→ Exercise task
Repeat the whole listing exactly.

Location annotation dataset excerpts
= = = =

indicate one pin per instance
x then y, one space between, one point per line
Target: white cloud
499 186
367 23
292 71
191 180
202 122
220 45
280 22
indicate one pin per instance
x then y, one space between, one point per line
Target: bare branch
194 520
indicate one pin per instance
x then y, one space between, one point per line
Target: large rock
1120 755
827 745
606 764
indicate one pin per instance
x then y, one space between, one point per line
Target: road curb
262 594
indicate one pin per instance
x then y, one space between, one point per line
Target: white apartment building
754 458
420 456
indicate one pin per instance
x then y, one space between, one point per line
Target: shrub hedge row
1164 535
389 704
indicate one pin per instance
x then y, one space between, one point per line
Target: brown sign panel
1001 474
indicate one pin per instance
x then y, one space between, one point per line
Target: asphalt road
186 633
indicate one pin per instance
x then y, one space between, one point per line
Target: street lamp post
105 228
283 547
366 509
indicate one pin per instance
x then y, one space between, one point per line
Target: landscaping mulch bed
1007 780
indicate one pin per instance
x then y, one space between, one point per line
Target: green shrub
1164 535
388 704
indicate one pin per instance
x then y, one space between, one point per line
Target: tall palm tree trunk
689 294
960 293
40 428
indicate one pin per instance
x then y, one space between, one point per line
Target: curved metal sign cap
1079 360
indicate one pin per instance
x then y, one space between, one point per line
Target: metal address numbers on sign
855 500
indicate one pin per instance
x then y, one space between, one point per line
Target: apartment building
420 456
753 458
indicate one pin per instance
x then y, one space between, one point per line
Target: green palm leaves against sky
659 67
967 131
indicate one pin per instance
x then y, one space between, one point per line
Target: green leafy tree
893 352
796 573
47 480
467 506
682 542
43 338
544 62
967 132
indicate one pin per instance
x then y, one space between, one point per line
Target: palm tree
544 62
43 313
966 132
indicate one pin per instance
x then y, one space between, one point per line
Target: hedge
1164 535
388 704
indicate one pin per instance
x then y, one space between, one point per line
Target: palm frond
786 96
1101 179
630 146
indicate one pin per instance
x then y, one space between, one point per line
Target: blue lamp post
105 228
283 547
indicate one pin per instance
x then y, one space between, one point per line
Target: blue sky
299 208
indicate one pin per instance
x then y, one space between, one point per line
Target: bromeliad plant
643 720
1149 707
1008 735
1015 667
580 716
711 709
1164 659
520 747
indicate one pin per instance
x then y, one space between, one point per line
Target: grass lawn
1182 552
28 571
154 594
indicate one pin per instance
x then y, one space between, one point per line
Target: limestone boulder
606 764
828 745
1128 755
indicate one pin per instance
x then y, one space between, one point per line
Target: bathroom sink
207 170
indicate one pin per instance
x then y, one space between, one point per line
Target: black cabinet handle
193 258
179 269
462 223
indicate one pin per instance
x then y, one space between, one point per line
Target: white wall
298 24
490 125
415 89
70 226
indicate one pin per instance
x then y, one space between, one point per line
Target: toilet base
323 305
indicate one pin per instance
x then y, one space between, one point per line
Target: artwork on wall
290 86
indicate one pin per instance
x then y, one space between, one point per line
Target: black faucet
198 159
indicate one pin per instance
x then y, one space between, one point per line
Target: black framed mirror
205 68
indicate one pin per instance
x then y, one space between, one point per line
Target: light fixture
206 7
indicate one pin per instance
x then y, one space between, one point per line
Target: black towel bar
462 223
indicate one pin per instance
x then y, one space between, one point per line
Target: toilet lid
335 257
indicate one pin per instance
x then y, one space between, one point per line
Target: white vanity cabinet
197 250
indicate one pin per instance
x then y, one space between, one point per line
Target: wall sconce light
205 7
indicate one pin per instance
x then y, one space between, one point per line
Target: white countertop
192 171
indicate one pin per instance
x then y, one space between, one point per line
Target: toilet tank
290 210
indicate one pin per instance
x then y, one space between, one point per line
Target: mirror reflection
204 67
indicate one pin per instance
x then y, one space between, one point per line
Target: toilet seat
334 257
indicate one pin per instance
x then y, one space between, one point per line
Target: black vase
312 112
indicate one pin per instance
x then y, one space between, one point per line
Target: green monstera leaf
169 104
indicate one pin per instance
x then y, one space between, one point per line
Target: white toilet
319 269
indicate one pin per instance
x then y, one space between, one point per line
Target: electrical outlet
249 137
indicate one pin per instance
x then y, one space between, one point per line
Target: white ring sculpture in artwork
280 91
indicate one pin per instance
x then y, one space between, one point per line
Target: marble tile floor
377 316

= = = =

→ Reply to the exercise
indicate one pin per instance
x then y, one space between, one point per line
Target: white cloud
499 186
367 23
292 71
191 180
202 122
220 45
280 22
indicate one pin per instance
x then y, one space between, one point per line
Target: bare branch
194 520
indicate one pin per instance
x then y, one space between, one point per line
Target: large rock
1120 755
827 745
606 764
indicate one pin per instance
x then y, one space between, one point per line
Target: road curb
262 594
indicate one pin per instance
x then y, one space between, one point per line
Target: white apartment building
754 458
420 456
indicate one pin per instance
x then y, one space between, one point per line
Target: shrub hedge row
1164 535
389 704
indicate one pin per instance
x then y, one space between, one point per line
Target: brown sign panel
1001 474
indicate one pin per instance
x then y, one space between, one point per line
Target: asphalt road
186 633
indicate one pin per instance
x then y, one space between, one point per line
Target: street lamp post
105 228
283 547
366 509
indicate one pin per instance
x then y, one space between, one point per line
Target: landscaping mulch bed
1007 780
indicate one pin per instance
x then y, one space between, one point per line
Target: green shrub
1164 535
388 704
indicate one pin per instance
x then y, one space between, one point per line
Target: tall palm tree trunk
689 294
960 293
40 428
indicate one pin per instance
x then y, one space between, one point per line
Target: curved metal sign cap
1079 360
indicate one pin per instance
x then y, one space between, one point per line
Target: metal address numbers on sign
855 500
indicate one pin per instance
x then y, one space between, one point per line
Target: apartment building
420 456
753 458
indicate one pin per instance
x then y, one space between, one point per line
Target: green palm leaves against sky
659 67
967 131
indicate one pin per instance
x then y, one space between, one point per line
Target: green leafy tree
893 352
796 573
47 480
467 506
682 542
43 338
544 62
967 132
indicate one pin per instance
x then y, one space between, one point per line
Target: palm tree
544 62
43 313
966 132
indicate one pin per instance
x then y, one space between, one point per line
Target: hedge
1164 535
388 704
indicate one pin per instance
x then y, one space between, one point per line
Target: palm frond
786 96
1101 179
630 146
indicate one pin per instance
x then y, one space between, one point per line
Target: blue lamp post
105 228
283 547
indicate one pin per instance
x then y, one space between, one point per line
Target: blue sky
299 208
indicate one pin per instance
x then y, one space between, one point per line
Target: bromeliad plant
643 720
1149 707
1008 735
1015 667
580 716
711 709
1164 659
520 747
indicate one pin per instance
x then y, one space between, one point per line
Target: grass lawn
1182 552
28 571
154 594
indicate one pin per instance
x then y, one space between, one point per line
Target: limestone boulder
606 764
828 745
1128 755
indicate one pin per instance
x then y, one space between, one point per line
Target: bathroom sink
207 170
indicate one pin per instance
x then y, one space between, one point per line
Target: black cabinet handle
193 258
179 269
462 223
indicate one pin per instance
x then y, one space between, one point per line
Target: white wall
298 24
490 125
415 89
70 226
indicate one pin per instance
x then y, one space between, one point per line
Target: toilet base
323 305
indicate one pin per instance
x then y, one space between, one point per line
Target: artwork on wall
290 86
indicate one pin per instance
x then y, one space between, one point per line
Target: black faucet
198 159
indicate one pin per instance
x then y, one space between, one point per line
Target: black framed mirror
205 68
indicate one pin per instance
x then y, one space between, one point per line
Target: light fixture
206 7
indicate one pin per instance
x then y, one space between, one point per line
Target: black towel bar
462 223
indicate one pin per instance
x then y, one space between, one point per line
Target: toilet lid
335 257
indicate one pin per instance
x then y, one space between, one point per line
Target: white vanity cabinet
197 250
indicate one pin per instance
x then y, one space between, one point per line
Target: wall sconce light
205 7
indicate one pin per instance
x then y, one space between, one point per line
Target: white countertop
192 171
indicate one pin per instance
x then y, one space between, one point per line
Target: toilet tank
290 210
indicate one pin per instance
x then y, one space between, one point per line
Target: mirror reflection
204 67
indicate one pin per instance
x then y, one space between, one point per line
Target: toilet seat
334 257
indicate one pin per instance
x then y, one space between, one point per line
Target: black vase
312 112
indicate one pin per instance
x then y, one space between, one point per line
Target: green monstera leaf
169 104
indicate one pin per instance
x then y, one space between, one point per line
Target: white toilet
319 269
indicate one pin per instance
x then y, one space between, one point per line
Target: electrical outlet
249 137
indicate one pin per instance
x then y, one space between, one point per line
Target: white ring sculpture in artwork
280 91
indicate one pin per instance
x then y, one space between, one point per line
Target: marble tile floor
377 316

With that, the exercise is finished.